Task requirements » Can you print every record below exactly as written?

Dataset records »
----------------
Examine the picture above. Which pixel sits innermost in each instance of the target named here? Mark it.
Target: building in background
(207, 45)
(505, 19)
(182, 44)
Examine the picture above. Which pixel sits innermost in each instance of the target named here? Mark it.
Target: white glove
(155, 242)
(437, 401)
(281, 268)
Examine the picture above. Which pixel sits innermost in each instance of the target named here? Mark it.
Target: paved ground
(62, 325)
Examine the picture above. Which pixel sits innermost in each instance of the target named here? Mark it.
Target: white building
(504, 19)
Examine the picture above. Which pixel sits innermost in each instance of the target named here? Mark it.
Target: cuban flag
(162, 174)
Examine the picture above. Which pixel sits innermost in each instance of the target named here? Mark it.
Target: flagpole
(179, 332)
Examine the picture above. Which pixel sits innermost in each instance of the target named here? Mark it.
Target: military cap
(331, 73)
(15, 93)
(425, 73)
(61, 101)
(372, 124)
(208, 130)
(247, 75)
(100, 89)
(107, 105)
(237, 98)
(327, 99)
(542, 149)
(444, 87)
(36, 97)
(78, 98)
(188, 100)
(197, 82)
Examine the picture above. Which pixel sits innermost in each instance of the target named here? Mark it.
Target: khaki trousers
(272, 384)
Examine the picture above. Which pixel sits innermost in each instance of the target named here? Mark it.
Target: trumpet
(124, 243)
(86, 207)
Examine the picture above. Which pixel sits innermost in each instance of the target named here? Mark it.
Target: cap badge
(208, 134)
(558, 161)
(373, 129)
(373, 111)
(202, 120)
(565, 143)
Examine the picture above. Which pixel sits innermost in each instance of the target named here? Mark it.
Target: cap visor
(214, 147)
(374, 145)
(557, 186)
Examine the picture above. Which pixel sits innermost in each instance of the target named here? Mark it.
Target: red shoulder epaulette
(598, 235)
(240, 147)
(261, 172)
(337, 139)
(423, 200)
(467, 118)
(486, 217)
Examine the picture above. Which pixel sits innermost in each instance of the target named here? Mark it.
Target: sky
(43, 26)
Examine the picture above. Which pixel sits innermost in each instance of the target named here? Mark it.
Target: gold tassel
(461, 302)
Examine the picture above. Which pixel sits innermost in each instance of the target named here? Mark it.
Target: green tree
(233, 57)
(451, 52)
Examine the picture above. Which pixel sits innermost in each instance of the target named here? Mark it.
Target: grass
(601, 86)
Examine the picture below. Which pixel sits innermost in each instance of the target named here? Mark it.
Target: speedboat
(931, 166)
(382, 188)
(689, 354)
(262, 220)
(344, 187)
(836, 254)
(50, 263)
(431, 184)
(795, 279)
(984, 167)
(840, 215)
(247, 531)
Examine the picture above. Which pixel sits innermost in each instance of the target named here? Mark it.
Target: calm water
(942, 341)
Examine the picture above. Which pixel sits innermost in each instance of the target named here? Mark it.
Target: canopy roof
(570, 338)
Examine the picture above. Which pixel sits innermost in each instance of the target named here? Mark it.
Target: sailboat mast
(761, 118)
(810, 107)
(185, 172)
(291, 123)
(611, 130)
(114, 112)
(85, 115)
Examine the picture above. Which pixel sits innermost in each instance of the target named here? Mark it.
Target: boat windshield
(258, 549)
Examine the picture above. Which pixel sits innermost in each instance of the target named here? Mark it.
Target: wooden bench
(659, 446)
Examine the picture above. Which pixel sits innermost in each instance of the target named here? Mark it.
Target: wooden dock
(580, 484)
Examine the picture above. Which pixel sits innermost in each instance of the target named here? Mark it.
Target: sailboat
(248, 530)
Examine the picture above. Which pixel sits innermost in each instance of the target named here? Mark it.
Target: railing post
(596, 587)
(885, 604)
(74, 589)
----------------
Correct output »
Examine the picture above. Which pixel sits innermost in each instance of the target named here? Mark it.
Target: building in background
(207, 45)
(505, 19)
(182, 44)
Examine the picture above. Which pixel sits innermost in each instance of the target named here? Mark it.
Target: white glove
(155, 242)
(437, 401)
(281, 268)
Examine the picture above. Which pixel sits innermost in each instance of the target named here? Mark it.
Target: paved ground
(62, 325)
Examine the picture above. Which pixel sits innermost in each instance of the target named here? Mark it.
Target: white building
(504, 19)
Examine the picture above. Which pixel sits innermost in each instance of the target named here? Mark it.
Target: cuban flag
(162, 174)
Examine the picture above. Which pixel sits innermost in each instance of the target named here? Mark it.
Target: flagpole
(179, 332)
Examine the picture above. Which pixel sits innermost in each instance of the target named here? Mark it.
Target: military cap
(331, 73)
(15, 93)
(425, 73)
(61, 101)
(372, 124)
(208, 130)
(247, 75)
(100, 89)
(107, 105)
(237, 98)
(327, 99)
(542, 149)
(444, 87)
(36, 97)
(78, 98)
(188, 100)
(197, 82)
Examine the picture above. Which pixel sits innermost in each instance of the target named here? Mark it.
Target: khaki trousers
(272, 384)
Examine the picture above. Which pixel sits innermost in each instance of the target named here? Mark it.
Target: trumpet
(124, 243)
(86, 207)
Examine the picture above. Which pixel sits innermost in each instance of the target named here? Mark it.
Target: cap badge
(208, 134)
(558, 161)
(373, 129)
(373, 111)
(202, 120)
(565, 143)
Examine the picture above. Which pixel sits innermost in each instance of the target named here? Mark it.
Target: cap visor
(214, 147)
(374, 145)
(557, 186)
Examine the picture above. Which pixel sits innermost in each instance of the target named here? Mark it.
Target: red shoulder epaulette
(598, 235)
(240, 147)
(261, 172)
(337, 139)
(423, 200)
(467, 118)
(486, 217)
Examine the picture above. Which pixel sits innermost in each instance of the target named here? Mark it.
Target: sky
(43, 26)
Examine the picture above. Which pixel sits innermost in each instance of the target named here? Mark it.
Target: gold tassel
(461, 302)
Examine the picture above. Which pixel sits innermost in each instance of the target named here? Mark it.
Target: green tree
(233, 57)
(451, 52)
Examine the picture above. Which pixel sits innermost in each instance of the target named here? Mark it.
Target: grass
(601, 86)
Examine the picture below. Which pixel sits innermost in each instance of the target named here? Mark it.
Target: speedboat
(931, 166)
(382, 188)
(689, 354)
(262, 220)
(344, 187)
(836, 254)
(50, 263)
(431, 184)
(795, 279)
(984, 167)
(840, 215)
(247, 531)
Examine the picture above. Which pixel sits innermost in each instance of the target named here? Mark it.
Target: calm water
(942, 341)
Examine the picture above. Which pixel sits innermost in each instance of the target named here? Mark it.
Target: canopy roof
(570, 338)
Examine the picture above. Which pixel sits innermost in each instance of the target named here? Mark it.
Target: sailboat mast
(761, 118)
(810, 107)
(185, 172)
(291, 123)
(611, 130)
(114, 112)
(85, 115)
Examine the picture above. Which pixel sits innermost in each instance of the target named here? Mark it.
Target: boat windshield
(258, 549)
Examine the picture above. Which pixel sits innermost in each instance of the target named here? Mark it.
Target: wooden bench
(659, 446)
Examine the picture above. Which pixel sits innermost in each instance of the target named here? Mark it.
Target: wooden dock
(580, 484)
Examine the picture above. Which pixel sits innermost in each instance of the target named here? Mark it.
Target: sailboat
(248, 530)
Examine the picture above. Which pixel sits innermost in each instance of the target named here? Mark it.
Target: railing post
(596, 587)
(885, 604)
(74, 589)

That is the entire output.